- _Work task_
In the material below, the lines to repeat exactly run from the one containing "Guideline: for every instance of the racket strings, the" to the very last line, both included.

-------- Source material

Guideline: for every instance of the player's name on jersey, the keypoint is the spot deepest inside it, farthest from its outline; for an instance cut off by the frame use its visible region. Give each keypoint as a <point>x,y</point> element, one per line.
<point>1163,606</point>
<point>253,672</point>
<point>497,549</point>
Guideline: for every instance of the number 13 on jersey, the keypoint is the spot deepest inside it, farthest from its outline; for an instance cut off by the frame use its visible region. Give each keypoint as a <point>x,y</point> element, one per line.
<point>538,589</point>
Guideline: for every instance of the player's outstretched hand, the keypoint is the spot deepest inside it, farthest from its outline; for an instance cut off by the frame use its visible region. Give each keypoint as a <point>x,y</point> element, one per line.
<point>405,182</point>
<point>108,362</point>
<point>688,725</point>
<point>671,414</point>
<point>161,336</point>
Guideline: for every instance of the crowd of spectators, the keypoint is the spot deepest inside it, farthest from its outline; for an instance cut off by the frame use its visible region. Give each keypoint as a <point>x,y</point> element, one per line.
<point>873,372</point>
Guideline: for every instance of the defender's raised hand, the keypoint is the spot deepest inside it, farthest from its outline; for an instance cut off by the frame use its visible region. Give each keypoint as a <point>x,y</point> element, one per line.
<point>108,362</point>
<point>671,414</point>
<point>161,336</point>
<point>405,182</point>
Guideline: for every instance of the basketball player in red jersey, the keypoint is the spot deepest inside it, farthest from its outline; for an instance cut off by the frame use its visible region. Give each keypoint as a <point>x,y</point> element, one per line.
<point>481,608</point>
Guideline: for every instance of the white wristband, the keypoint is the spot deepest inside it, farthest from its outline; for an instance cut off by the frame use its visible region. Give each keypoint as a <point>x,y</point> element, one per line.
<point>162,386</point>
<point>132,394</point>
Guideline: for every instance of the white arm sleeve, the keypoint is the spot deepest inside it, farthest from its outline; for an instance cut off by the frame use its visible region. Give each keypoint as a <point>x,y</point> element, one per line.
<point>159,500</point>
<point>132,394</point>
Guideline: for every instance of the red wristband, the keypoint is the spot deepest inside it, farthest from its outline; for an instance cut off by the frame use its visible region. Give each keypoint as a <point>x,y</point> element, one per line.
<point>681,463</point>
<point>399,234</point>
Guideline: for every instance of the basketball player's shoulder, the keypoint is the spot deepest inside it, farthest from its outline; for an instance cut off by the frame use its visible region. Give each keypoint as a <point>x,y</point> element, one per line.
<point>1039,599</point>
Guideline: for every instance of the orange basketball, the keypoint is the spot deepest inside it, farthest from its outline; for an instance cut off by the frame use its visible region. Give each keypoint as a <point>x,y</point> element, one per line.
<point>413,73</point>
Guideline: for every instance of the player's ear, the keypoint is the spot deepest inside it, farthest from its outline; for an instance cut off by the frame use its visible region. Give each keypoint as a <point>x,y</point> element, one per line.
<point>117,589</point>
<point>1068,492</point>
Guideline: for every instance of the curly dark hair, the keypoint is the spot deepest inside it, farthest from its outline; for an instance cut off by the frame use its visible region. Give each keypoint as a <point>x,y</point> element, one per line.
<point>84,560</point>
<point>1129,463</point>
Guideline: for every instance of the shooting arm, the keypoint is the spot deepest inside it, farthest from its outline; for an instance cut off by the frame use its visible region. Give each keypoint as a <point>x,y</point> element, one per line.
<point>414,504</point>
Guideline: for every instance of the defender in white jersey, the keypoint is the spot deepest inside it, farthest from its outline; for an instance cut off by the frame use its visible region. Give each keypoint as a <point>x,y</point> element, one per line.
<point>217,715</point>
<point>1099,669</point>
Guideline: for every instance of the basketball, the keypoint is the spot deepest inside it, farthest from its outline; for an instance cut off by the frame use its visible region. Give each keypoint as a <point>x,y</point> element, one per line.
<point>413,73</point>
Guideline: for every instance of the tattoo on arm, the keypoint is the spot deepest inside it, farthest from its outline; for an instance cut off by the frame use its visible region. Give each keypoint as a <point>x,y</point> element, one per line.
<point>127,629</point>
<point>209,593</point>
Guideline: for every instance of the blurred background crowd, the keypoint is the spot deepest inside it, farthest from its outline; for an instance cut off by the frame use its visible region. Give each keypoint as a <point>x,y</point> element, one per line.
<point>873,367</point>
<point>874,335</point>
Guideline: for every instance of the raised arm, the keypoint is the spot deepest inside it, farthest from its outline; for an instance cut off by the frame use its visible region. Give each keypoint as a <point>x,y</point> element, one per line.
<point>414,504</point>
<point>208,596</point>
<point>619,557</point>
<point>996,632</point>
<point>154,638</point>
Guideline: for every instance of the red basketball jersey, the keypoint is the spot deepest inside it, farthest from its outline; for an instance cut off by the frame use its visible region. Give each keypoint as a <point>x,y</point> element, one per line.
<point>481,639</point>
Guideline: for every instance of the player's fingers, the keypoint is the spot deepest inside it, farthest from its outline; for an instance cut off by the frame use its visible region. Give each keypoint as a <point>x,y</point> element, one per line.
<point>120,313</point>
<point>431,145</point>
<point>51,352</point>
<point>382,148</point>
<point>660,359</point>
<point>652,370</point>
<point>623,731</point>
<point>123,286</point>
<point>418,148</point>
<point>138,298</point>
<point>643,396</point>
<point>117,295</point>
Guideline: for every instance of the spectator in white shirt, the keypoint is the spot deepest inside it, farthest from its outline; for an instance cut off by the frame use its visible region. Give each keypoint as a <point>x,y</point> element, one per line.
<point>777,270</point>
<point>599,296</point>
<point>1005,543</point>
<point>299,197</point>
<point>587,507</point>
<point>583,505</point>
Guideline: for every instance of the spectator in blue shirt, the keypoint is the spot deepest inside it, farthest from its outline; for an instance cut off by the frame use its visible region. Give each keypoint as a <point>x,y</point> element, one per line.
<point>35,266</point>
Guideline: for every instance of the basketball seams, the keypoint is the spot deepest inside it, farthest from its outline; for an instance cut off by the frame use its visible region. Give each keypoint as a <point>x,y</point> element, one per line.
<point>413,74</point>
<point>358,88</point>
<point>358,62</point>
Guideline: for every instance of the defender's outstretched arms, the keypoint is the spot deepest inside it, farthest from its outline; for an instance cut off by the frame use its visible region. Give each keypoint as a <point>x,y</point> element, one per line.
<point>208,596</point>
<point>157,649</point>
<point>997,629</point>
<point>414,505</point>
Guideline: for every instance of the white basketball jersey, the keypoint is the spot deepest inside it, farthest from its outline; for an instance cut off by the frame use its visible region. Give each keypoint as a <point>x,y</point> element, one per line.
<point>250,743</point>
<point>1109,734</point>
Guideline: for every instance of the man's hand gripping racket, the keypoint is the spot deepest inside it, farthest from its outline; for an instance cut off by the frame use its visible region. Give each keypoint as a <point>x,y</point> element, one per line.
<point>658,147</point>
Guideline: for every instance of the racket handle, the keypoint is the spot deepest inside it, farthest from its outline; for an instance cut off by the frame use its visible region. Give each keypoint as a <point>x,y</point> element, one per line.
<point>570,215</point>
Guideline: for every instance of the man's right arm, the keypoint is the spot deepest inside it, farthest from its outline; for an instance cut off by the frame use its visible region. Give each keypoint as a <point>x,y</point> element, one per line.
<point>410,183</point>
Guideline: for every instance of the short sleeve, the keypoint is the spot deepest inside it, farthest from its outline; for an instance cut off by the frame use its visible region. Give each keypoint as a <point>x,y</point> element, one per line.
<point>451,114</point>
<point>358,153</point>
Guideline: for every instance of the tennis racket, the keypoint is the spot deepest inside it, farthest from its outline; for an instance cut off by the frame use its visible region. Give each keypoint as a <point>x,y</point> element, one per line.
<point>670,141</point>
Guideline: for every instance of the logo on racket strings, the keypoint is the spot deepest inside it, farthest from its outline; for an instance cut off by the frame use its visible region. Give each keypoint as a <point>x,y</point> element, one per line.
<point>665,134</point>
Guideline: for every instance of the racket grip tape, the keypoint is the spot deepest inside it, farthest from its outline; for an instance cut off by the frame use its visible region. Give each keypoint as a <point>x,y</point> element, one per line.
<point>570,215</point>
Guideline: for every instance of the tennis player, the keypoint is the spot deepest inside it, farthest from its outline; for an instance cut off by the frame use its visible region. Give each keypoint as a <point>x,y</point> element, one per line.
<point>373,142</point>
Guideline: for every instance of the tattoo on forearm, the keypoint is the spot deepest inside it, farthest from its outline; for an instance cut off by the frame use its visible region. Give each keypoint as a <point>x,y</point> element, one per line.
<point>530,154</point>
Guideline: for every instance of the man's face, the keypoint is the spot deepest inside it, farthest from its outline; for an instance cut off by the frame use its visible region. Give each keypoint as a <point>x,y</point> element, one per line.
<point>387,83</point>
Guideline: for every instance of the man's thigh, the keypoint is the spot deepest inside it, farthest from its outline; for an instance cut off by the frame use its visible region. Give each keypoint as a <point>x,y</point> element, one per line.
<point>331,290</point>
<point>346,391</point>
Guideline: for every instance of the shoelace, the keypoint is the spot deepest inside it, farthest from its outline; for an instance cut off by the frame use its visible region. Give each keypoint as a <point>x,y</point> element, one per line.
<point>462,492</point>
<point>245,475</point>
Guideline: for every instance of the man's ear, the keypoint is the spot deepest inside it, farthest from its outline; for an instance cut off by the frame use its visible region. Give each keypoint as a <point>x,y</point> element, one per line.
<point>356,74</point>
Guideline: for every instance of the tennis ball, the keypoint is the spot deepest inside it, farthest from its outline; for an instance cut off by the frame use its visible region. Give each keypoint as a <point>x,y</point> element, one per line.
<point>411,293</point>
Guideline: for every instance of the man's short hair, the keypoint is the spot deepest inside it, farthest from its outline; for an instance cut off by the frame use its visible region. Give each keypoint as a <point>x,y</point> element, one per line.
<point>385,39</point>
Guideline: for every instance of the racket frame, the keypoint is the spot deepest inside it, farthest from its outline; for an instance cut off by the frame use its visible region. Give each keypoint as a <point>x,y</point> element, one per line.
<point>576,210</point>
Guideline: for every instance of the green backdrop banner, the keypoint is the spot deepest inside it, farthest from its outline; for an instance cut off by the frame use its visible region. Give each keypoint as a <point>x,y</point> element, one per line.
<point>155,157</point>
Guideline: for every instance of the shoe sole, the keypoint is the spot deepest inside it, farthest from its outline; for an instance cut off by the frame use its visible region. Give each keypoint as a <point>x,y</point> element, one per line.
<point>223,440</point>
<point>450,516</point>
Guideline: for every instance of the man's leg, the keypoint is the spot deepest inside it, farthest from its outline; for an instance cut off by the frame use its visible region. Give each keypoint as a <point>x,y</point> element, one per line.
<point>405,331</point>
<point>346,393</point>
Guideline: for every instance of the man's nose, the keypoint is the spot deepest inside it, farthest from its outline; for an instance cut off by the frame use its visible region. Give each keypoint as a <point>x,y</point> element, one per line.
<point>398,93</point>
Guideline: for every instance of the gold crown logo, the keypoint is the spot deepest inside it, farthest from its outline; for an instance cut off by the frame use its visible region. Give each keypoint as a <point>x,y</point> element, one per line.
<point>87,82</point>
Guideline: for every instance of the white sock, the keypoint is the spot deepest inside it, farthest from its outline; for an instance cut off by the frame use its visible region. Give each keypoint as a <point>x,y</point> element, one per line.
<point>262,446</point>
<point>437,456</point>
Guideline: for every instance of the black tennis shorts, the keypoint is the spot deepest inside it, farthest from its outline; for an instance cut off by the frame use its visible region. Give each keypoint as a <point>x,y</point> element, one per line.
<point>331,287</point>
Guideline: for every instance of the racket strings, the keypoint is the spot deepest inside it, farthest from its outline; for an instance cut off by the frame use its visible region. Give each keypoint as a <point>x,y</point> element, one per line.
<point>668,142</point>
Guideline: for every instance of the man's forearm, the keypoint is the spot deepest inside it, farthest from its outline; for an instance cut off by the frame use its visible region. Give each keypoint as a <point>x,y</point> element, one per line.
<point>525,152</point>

----------------

- _Exercise result_
Guideline: for every instance of the racket strings, the keypoint is the spot deepest inside it, farthest from its outline; for an instance cut off by the frame use its visible region. Give each keypoint as a <point>x,y</point> element, one per line.
<point>668,142</point>
Guideline: for every instance of the man's forearm, the keypoint is the spot deepest inside it, farthest from its outline; for an instance cut off by the frame use its visible region. Give each keypoint as a <point>x,y</point> element, one per line.
<point>525,152</point>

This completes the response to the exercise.